* [TEXT EXTRACT]
— START —
# how much to feed a bristlenose?



## superguppy (Feb 15, 2010)

I just got a bristlenose pleco yesterday. It's about 2.5-3 inches and already has some short bristles along the upper lip. I can't tell if it's male or female; it has some ridges along the nose/forehead, but not very prominent.

How much do you typically have to feed these fish? I'm using Top Fin algae pellets and there's no grossly visible algae on my tank walls. I do have a piece of driftwood in there.


----------



## hXcChic22 (Dec 26, 2009)

Algae wafer every other day should do it.


----------



## lohachata (Jan 27, 2006)

feed it 1-2 algea wafers every other day..and some kind of meaty foods in between..some bushynose will exceed 8 inches..so; as they grow you will want to increase food quantities.


----------



## <3~Pleco~<3 (Jan 31, 2009)

the more variety you feed them, the better. blanched veggies, wafers, and other types of pellets are readily taken.


----------



## superguppy (Feb 15, 2010)

My bristlenose doesn't seem to be eating either my algae wafers or cucumber. It appears that he's at least touching them because they change locations from where I put them, but it doesn't eat them. I see him sucking on the walls a lot even though they appear sparkling clean. Do I just assume that when he starts to starve he will start going for the wafers/cucumbers/other foods?


----------



## jones57742 (Sep 8, 2007)

superguppy said:


> Do I just assume that when he starts to starve he will start going for the wafers/cucumbers/other foods?


sg:

I do not know about the cucumber but the wafers and other foods Yes.

TR


----------



## <3~Pleco~<3 (Jan 31, 2009)

Mine LOVES blanched cucumber, but all plecos are different.


----------



## jrdeitner (Feb 7, 2010)

the one i had liked zucchini. you can blanch it or tie it to something heavy. females like more meaty things, so try feeding shrimp wafers.
— END —
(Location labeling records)
— START —
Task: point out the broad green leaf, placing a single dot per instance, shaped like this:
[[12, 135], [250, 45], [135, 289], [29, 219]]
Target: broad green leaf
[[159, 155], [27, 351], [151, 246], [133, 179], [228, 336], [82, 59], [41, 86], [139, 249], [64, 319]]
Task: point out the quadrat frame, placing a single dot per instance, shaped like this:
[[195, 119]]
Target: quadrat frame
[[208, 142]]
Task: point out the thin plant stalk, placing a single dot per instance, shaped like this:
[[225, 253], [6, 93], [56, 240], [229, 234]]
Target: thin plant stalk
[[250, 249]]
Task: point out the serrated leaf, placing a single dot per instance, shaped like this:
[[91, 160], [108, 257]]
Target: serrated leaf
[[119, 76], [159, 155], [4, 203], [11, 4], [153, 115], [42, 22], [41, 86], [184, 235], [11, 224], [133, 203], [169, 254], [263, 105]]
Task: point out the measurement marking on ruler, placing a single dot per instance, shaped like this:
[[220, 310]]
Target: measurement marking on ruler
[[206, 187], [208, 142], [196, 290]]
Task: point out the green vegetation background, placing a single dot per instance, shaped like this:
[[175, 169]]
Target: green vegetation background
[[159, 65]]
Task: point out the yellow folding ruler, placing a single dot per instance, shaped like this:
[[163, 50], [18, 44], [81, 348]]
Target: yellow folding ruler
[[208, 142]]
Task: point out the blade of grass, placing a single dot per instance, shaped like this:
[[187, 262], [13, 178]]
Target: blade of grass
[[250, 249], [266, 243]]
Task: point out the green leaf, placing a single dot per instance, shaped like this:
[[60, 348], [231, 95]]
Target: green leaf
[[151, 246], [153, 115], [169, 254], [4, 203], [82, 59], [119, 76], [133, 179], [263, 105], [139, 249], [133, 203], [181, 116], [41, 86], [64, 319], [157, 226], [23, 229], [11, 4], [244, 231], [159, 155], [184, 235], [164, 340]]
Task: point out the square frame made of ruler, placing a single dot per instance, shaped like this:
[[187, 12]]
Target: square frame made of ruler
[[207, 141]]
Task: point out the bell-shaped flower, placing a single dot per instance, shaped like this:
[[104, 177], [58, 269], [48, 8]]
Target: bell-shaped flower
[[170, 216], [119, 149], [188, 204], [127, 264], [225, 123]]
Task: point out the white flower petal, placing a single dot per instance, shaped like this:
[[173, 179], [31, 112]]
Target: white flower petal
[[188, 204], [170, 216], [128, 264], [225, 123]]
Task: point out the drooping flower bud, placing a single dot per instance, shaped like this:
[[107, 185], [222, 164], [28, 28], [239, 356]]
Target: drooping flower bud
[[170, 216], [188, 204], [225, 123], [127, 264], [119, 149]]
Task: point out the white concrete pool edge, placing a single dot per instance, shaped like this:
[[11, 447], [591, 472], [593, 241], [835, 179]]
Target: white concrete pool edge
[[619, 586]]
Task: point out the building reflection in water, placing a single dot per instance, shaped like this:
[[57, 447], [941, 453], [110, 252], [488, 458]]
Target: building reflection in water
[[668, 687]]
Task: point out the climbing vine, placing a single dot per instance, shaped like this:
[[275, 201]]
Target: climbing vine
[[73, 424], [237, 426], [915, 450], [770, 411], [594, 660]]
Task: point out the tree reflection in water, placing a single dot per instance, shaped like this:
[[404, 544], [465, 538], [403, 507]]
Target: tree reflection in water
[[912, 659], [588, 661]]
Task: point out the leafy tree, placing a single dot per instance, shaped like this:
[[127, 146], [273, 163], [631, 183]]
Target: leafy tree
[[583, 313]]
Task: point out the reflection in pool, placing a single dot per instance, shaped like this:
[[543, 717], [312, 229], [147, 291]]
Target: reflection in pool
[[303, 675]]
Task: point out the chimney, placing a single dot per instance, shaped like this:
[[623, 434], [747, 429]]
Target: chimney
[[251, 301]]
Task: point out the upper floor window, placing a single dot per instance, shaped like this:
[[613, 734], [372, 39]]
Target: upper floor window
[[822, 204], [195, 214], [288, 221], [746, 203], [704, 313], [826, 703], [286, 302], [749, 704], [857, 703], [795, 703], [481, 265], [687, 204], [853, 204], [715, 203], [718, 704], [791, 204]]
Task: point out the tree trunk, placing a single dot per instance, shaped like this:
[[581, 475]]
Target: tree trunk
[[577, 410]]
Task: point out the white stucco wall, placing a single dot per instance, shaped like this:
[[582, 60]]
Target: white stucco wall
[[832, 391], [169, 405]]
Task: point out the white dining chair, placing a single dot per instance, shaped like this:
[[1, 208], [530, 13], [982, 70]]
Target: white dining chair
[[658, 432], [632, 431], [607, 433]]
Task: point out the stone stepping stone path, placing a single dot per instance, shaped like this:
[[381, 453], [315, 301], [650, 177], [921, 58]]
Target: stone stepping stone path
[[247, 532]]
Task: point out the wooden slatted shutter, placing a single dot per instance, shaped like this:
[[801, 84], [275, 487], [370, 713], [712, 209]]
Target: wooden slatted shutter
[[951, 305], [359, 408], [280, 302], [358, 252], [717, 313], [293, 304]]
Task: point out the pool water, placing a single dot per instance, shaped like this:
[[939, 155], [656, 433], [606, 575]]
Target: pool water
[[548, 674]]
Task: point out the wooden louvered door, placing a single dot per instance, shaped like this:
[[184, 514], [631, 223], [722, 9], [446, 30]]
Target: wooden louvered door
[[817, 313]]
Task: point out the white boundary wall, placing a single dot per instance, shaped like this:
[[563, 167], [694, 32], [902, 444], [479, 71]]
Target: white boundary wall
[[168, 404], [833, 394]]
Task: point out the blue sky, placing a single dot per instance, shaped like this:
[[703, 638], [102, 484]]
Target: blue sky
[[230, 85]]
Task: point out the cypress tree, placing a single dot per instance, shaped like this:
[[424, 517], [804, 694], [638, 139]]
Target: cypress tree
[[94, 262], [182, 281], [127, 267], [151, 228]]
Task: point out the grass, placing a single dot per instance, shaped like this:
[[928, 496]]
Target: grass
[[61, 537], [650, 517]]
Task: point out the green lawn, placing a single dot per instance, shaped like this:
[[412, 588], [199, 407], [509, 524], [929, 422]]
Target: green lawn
— END —
* [WHAT IS REQUIRED]
List every distinct username that posts in the bristlenose feeding thread, in order of first appearance. These records have no connection to the bristlenose feeding thread.

* [EXERCISE RESPONSE]
superguppy, hXcChic22, lohachata, <3~Pleco~<3, jones57742, jrdeitner